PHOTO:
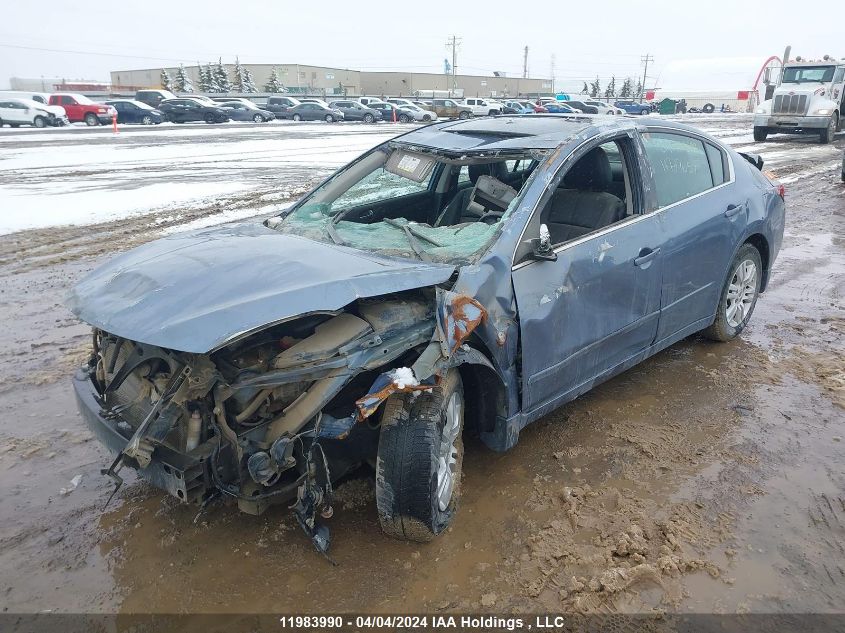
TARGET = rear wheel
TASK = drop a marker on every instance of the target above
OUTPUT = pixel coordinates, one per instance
(739, 295)
(420, 453)
(827, 135)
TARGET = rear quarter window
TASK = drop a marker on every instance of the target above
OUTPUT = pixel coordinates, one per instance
(680, 166)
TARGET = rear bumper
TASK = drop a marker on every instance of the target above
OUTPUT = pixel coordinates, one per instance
(183, 476)
(791, 123)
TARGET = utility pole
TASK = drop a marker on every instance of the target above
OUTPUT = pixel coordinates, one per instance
(645, 60)
(454, 41)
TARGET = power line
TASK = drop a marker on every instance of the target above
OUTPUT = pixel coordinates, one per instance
(645, 60)
(454, 41)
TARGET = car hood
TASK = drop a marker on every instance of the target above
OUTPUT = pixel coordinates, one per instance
(196, 291)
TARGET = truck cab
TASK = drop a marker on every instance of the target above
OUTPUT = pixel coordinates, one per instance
(809, 99)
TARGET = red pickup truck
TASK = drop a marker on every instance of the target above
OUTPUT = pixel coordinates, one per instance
(80, 108)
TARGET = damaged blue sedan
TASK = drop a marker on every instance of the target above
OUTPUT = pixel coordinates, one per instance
(466, 277)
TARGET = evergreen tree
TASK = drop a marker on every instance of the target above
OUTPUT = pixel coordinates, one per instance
(249, 82)
(220, 77)
(273, 84)
(203, 77)
(610, 91)
(165, 80)
(183, 82)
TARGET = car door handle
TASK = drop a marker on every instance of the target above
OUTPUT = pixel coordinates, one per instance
(646, 255)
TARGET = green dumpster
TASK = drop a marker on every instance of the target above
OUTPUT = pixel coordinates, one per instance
(667, 106)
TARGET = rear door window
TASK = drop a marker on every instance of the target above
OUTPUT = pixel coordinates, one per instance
(680, 166)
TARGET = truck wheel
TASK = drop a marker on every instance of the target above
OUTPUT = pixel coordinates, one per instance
(739, 295)
(826, 135)
(418, 468)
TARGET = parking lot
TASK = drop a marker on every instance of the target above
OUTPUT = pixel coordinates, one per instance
(715, 467)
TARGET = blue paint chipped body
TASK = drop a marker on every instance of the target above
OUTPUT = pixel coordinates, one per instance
(547, 319)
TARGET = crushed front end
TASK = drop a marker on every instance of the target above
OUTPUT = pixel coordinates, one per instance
(274, 416)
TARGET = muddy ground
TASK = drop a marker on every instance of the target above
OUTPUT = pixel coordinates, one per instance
(709, 479)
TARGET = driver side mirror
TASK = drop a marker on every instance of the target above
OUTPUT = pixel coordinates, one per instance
(542, 246)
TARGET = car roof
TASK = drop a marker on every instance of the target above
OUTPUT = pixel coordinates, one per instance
(517, 132)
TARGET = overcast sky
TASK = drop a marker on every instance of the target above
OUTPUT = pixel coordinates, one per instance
(586, 38)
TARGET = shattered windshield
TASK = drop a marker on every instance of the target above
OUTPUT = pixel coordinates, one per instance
(799, 74)
(411, 204)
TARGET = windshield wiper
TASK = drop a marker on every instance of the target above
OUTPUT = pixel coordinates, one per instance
(413, 239)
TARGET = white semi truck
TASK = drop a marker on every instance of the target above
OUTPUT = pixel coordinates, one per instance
(809, 99)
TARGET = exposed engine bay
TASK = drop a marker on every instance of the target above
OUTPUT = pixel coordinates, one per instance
(277, 414)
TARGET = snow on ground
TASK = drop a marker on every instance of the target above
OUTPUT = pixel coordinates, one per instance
(86, 177)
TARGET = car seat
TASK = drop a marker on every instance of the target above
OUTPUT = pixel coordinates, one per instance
(582, 204)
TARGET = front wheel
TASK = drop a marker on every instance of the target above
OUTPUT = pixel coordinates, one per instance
(420, 453)
(739, 295)
(827, 135)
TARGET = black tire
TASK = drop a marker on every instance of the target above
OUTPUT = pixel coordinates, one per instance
(406, 467)
(722, 329)
(827, 135)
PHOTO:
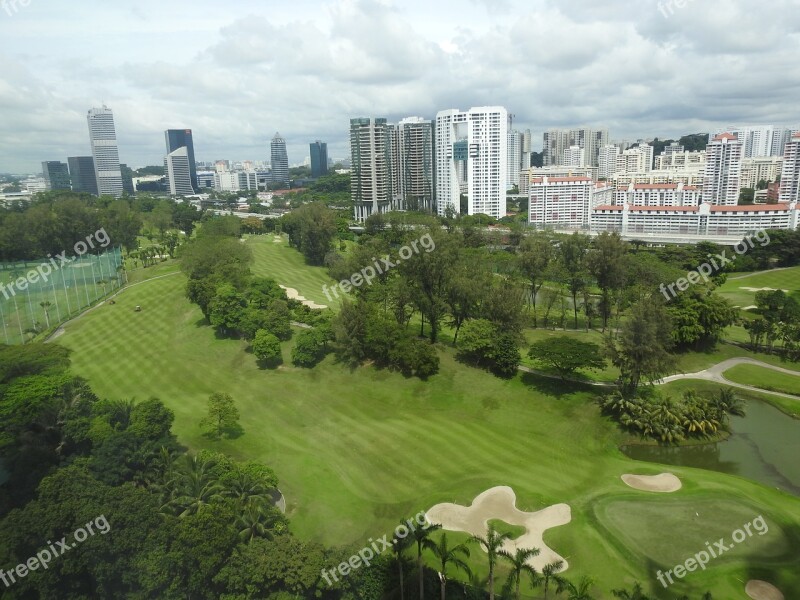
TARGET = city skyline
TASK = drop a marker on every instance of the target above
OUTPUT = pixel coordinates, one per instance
(363, 58)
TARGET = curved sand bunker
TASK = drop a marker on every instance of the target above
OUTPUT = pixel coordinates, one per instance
(499, 503)
(293, 294)
(761, 590)
(665, 482)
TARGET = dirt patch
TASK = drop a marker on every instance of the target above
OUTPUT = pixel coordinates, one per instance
(500, 503)
(761, 590)
(293, 294)
(665, 482)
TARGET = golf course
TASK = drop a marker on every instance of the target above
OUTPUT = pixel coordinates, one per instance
(356, 450)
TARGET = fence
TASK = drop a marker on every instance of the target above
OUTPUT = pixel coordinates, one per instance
(67, 291)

- - - - -

YOUR TASK -
Copy out the material again word for word, starting at the line with "TARGET = black tire" and continuing through the final line. Leave the pictures out of your answer.

WRITTEN RESPONSE -
TARGET = black tire
TASK = drop a marker on every instance of the target above
OUTPUT = pixel coordinates, one per instance
(406, 467)
(722, 329)
(827, 135)
PHOTO:
TARGET = city skyline
TASK = drop a marker on every instance of the target above
OUTPUT = pixel coordinates, one per instance
(363, 58)
TARGET = curved sand bunker
TASK = drop a marker on every instance of the target above
OUTPUT = pixel coordinates, one per instance
(499, 503)
(293, 294)
(761, 590)
(665, 482)
TARGET = dirt patch
TASK = drop a marker on every instance of the target above
OUTPUT = pixel coordinates, one per instance
(500, 503)
(761, 590)
(293, 294)
(665, 482)
TARGET = golf course
TASK = drop a marker on every instance of the target above
OUTPUT = pixel coordinates, one per instance
(356, 450)
TARGET = fence
TASK = drop a marker on every instance of the target above
OUTPUT = pixel coordinates, one per instance
(67, 291)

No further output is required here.